═══ Data supplied
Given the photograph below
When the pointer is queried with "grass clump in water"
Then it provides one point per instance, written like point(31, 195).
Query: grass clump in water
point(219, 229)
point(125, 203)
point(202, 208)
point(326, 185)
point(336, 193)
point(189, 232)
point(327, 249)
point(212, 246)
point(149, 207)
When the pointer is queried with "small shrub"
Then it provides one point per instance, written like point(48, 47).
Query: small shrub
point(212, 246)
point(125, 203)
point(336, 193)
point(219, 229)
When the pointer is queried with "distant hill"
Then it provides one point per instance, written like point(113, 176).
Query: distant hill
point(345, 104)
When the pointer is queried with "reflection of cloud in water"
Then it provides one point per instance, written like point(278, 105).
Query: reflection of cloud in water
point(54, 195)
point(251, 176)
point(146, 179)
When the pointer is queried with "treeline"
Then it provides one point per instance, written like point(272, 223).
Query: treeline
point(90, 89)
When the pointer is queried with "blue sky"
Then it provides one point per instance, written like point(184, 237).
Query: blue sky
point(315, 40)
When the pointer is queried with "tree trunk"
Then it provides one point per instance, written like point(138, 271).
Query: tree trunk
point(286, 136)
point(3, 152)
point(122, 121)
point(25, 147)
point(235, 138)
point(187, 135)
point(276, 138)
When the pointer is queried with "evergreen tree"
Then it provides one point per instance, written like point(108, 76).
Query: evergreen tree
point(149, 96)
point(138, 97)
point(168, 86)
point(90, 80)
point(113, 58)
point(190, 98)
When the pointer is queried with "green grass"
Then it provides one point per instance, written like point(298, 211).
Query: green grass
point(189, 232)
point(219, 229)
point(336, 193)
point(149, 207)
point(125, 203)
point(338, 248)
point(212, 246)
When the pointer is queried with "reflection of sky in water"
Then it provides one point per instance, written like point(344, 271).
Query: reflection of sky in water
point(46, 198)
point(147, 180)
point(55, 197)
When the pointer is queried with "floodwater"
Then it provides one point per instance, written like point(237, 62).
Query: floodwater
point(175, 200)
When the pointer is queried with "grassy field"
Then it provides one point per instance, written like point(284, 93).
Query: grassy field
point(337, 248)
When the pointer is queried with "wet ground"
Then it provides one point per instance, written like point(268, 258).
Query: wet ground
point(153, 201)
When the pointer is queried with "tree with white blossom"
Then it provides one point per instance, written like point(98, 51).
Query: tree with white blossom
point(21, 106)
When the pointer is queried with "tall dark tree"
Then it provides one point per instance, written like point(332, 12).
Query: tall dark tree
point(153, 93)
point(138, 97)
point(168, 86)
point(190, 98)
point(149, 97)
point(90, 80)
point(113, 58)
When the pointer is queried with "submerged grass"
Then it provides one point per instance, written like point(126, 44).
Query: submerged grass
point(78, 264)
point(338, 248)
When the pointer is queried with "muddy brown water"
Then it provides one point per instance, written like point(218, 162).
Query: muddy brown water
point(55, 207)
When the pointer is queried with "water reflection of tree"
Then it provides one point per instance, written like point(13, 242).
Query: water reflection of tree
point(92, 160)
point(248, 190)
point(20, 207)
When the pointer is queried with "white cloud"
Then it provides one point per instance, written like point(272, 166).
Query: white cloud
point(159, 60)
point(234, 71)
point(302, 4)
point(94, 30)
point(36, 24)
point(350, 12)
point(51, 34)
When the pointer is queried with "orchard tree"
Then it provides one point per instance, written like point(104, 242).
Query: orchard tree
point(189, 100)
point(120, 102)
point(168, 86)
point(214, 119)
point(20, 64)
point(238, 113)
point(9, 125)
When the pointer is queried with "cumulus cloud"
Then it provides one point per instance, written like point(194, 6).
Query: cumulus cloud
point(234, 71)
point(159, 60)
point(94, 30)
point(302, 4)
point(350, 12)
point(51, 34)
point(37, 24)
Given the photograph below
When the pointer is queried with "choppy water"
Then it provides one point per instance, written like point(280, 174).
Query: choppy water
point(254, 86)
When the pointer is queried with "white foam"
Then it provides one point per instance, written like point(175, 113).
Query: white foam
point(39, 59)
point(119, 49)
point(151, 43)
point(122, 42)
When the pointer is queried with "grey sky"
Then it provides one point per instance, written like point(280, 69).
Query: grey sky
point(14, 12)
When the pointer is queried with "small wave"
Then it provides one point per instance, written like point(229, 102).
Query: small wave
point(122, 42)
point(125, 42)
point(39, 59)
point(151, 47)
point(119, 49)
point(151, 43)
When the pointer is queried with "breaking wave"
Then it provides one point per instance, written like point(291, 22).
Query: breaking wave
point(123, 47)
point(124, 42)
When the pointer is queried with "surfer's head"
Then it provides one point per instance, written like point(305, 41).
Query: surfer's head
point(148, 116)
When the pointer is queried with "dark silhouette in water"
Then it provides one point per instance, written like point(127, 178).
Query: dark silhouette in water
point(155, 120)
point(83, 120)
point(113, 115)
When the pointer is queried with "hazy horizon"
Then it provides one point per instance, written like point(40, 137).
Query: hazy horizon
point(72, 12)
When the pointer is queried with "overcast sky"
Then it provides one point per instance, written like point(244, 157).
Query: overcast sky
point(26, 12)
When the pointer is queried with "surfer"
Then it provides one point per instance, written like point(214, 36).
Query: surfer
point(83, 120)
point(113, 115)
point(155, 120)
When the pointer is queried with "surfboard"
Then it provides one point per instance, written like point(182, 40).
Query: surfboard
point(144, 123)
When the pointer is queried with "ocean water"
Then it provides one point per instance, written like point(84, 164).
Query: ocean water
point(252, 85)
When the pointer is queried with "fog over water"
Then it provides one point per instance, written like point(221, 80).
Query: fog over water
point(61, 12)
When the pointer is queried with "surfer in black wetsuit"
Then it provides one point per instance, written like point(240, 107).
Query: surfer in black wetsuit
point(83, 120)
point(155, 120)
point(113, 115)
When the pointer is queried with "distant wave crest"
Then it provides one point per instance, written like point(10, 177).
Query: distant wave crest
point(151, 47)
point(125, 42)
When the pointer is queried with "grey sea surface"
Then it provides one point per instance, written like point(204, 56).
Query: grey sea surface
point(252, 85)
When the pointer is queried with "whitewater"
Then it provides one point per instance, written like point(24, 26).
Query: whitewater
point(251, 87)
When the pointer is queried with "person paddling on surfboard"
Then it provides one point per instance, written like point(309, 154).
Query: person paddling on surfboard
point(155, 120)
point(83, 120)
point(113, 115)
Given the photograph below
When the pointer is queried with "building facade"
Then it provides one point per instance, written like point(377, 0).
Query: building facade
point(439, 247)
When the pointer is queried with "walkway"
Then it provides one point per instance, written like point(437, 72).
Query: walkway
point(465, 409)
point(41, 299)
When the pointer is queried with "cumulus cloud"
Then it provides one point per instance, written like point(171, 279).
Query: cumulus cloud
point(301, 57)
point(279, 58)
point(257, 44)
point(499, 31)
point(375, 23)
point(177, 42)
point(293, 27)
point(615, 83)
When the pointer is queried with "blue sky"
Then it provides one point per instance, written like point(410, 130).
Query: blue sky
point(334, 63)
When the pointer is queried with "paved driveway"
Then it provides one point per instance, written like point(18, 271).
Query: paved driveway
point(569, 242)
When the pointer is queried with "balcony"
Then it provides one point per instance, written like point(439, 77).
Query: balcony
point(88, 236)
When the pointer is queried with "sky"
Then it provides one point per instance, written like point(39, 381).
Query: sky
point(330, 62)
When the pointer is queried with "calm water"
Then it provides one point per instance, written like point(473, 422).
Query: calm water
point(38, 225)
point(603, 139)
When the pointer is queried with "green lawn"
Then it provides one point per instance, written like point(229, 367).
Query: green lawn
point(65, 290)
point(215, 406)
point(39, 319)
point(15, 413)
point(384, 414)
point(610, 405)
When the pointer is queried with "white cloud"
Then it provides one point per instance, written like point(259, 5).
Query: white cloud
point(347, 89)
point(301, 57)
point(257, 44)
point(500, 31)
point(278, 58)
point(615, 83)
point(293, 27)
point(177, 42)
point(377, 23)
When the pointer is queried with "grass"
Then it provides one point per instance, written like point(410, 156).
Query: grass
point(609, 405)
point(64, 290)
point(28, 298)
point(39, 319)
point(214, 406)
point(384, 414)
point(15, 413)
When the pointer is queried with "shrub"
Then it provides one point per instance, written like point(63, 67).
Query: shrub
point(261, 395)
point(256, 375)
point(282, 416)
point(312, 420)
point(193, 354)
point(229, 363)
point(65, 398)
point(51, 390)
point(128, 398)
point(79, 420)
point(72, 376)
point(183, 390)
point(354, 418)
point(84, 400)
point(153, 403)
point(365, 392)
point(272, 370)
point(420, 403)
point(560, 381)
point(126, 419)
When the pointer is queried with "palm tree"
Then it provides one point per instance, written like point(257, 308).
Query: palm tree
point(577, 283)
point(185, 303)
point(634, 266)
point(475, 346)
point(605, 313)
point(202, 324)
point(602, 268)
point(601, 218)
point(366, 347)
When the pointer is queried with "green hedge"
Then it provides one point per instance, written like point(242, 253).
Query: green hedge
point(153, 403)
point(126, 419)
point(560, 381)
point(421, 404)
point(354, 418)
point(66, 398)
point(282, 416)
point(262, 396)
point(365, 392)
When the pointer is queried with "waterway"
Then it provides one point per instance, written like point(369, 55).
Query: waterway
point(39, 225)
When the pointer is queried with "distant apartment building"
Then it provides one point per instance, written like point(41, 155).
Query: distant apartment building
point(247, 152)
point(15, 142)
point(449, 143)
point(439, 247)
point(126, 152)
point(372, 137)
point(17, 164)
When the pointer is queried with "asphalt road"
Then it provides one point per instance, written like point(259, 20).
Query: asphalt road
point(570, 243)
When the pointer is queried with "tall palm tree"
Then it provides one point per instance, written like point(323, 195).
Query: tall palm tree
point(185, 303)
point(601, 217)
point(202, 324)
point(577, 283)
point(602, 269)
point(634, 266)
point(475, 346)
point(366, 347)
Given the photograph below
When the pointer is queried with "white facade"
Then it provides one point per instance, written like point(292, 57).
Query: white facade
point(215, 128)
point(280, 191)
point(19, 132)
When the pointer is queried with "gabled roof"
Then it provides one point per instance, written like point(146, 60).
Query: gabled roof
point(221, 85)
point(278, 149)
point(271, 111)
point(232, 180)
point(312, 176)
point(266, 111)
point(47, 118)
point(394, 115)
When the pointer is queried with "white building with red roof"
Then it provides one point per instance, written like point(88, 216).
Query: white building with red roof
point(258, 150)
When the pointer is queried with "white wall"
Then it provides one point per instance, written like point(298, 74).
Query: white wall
══════
*Stated task*
Extract every line of the records above that contains the word "black".

*Written reply*
When the pointer is queried with "surfer in black wetsuit"
Query: surfer in black wetsuit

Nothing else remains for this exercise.